List every line of the items below that contains the word "stone", copying each one in full.

================================

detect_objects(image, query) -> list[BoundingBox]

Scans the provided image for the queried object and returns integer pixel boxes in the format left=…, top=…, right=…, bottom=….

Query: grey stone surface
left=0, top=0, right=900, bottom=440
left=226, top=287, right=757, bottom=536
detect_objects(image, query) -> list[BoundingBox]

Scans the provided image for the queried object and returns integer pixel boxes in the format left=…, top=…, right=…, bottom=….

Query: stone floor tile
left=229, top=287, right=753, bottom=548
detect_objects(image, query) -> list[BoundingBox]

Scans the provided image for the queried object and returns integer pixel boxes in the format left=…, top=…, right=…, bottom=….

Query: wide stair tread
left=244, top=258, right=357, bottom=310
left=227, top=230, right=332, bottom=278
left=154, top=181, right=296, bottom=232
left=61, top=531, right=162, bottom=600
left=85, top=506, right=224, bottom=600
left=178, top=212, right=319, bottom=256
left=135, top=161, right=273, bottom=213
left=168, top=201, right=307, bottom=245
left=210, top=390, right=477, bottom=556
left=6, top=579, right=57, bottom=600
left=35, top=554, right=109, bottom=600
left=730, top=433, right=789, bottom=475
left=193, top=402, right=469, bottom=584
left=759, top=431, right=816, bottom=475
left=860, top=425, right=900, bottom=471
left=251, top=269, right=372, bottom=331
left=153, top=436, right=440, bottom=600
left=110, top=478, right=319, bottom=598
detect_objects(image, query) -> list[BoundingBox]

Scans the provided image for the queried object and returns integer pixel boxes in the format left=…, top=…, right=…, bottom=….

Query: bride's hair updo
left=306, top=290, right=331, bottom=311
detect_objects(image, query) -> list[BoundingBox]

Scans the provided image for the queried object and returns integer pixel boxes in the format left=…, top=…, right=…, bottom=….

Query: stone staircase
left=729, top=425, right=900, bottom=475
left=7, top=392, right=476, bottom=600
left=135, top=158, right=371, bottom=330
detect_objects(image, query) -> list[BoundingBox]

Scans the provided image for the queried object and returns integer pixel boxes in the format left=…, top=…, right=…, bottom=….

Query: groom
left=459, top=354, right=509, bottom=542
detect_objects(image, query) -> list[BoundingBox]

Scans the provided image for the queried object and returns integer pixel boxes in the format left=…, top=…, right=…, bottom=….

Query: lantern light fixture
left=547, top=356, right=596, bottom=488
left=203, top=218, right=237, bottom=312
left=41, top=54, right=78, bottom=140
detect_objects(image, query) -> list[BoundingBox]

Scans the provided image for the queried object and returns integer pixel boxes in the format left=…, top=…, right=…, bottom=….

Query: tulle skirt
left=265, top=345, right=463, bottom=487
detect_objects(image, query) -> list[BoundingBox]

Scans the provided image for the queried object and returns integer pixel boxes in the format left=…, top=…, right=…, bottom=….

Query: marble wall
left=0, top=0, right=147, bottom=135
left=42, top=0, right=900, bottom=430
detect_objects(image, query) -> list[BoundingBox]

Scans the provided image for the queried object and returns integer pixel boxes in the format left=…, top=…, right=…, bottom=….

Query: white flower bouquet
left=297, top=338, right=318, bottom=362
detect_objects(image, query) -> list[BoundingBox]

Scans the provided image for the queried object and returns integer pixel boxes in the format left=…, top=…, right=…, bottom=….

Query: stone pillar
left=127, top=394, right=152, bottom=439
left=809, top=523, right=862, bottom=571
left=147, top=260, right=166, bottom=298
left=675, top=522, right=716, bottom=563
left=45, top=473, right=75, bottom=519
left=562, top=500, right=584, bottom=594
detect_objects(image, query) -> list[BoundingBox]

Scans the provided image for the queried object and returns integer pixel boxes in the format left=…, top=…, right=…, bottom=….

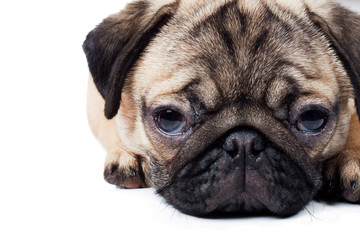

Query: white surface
left=0, top=0, right=360, bottom=240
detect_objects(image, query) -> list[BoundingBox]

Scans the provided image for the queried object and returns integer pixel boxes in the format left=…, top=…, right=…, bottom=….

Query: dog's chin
left=159, top=131, right=318, bottom=217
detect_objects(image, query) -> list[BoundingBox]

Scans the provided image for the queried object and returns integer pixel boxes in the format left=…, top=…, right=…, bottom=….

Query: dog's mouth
left=159, top=131, right=318, bottom=216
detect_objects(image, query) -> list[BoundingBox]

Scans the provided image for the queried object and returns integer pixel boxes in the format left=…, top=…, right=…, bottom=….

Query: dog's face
left=84, top=0, right=357, bottom=215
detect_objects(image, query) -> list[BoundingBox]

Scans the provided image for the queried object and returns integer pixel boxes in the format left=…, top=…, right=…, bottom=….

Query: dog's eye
left=297, top=110, right=328, bottom=133
left=156, top=110, right=186, bottom=135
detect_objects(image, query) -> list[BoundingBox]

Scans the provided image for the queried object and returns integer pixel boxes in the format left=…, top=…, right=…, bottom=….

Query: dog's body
left=84, top=0, right=360, bottom=215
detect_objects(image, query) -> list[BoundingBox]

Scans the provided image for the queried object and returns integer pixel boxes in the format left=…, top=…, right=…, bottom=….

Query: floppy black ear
left=308, top=3, right=360, bottom=116
left=83, top=0, right=177, bottom=119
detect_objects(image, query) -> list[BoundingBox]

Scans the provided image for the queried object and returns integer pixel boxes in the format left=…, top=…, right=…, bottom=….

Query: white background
left=0, top=0, right=360, bottom=240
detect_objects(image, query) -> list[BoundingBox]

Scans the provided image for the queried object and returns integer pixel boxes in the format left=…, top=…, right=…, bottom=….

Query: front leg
left=104, top=147, right=146, bottom=188
left=87, top=77, right=146, bottom=188
left=324, top=114, right=360, bottom=203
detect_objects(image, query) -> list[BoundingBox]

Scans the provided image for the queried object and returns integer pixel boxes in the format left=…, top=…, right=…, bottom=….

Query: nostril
left=223, top=138, right=240, bottom=158
left=252, top=137, right=266, bottom=153
left=223, top=131, right=266, bottom=159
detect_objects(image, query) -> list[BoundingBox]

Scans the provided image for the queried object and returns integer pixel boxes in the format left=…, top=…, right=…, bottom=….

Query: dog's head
left=84, top=0, right=360, bottom=215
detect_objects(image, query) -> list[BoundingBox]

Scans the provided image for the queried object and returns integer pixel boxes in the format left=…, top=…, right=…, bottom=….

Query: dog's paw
left=324, top=150, right=360, bottom=203
left=104, top=151, right=145, bottom=189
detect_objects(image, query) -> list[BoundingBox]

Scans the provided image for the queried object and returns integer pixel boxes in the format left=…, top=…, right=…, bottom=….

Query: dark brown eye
left=156, top=110, right=186, bottom=135
left=296, top=110, right=328, bottom=133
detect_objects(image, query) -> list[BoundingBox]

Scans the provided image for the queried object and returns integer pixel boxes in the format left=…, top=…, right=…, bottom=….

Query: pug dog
left=83, top=0, right=360, bottom=216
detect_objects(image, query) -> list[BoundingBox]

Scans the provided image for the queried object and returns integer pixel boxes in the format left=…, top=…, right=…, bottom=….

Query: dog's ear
left=307, top=0, right=360, bottom=116
left=83, top=0, right=177, bottom=119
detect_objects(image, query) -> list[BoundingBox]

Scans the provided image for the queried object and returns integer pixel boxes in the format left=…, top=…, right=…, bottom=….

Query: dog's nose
left=223, top=130, right=266, bottom=167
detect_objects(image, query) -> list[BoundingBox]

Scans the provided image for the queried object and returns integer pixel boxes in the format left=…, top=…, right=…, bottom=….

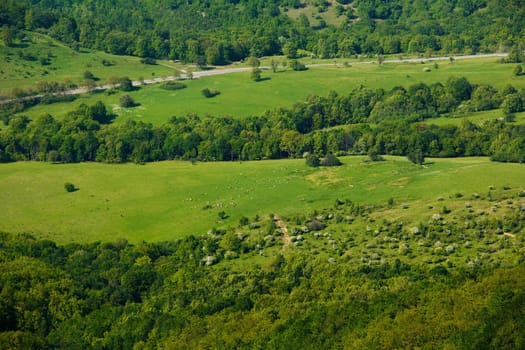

================================

▶ **Result for this task**
Query: grey stone surface
Query: stone floor tile
Query: stone staircase
Query: stone pillar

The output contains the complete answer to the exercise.